*TASK SET*:
1. In the discussion of dimpling and rockets, what is described as generally a more appropriate solution for a rocket?
2. Write the next few sentences of the discussion of dimpling and rockets, picking up after its final sentence.

═══ TEXT PROVIDED

Dimpling is useful to prematurely trip the flow to turbulent so that it stays attached to the shape longer. You gain drag from dimpling, but you lose drag from keeping the flow attached longer, thereby reducing the form drag.
Shapes which are already fairly aerodynamic, and particularly if they are not at low Reynolds numbers, aren't going to benefit from dimpling. On the contrary, it will increase the drag.
Even if one thought dimpling the nosecone of a rocket were a good idea...
Dimpling is just one form of turbulator. What you are doing is attaching a turbulator to the surface of the object in question.
Now a golf ball has no preferred orientation. So to get the turbulator to work well, it has to be pretty much everywhere. Hence the dimpling all around it.
A rocket has a preferred orientation...
Now a turbulator typically trips the flow to turbulent 10-20% downstream of the turbulator, relative to object size. But that's for airfoils on wings.
The flow on a rocket nosecone should intrinsically be fully laminar or nearly so, which provides the lowest drag you are going to get for that portion of the rocket's total surface area. How far flow can remain laminar after that is TBD... Depends on Reynolds number, shape, Mach number, angle of attack, spin, oscillation (unsteady flow), and possibly some more etceteras of decreasing importance.
Generally a boattail is a more appropriate solution for a rocket. Having dimples a little ahead of the boattail may help the flow stay attached around the boattail better, thereby reducing form drag. Whether that is a net win or loss for drag depends on some things...
For one, while the motor is burning, the form drag is lower by quite a bit. That's useful for those trying for high altitude flights. Integral of drag force over time + integral of gravity force over time gives energy lost to gain the altitude.

══════
═══ MATERIAL

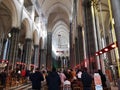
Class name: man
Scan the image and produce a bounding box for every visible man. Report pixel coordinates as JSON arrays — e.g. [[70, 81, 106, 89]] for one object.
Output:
[[81, 68, 92, 90], [46, 67, 61, 90], [30, 68, 44, 90]]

══════

*EXPECTED ANSWERS*:
1. A boattail.

2.
At low altitude, atmospheric pressure is highest. But the motor is burning so form drag is intrinsically lower. You'll have the cost of the drag induced by the dimples, but will lack the intended benefit. The rocket exhaust plume is filling the hole at the base of the rocket just fine.
Then at higher altitude, the motor cuts off. Now this is a region where dimples or some other technique to keep the flow attached and form a narrower wake could potentially offer some benefits. But atmospheric pressure is already reduced somewhat or a lot, depending on the flight profile. So the benefit on that integral of drag is reduced a little or a lot.
However the cost of the additional skin drag from the dimples was there the whole time.
So for a rocket, assuming performance is the goal, dimpling is unlikely to yeild a benefit and is more likely to yield cost.
And in the transonic to supersonic range, that cost may be quite high.
(I didn't proofread the above unlike usual - I'm out of time. So hopefully I didn't typo anything or leave off anything basic)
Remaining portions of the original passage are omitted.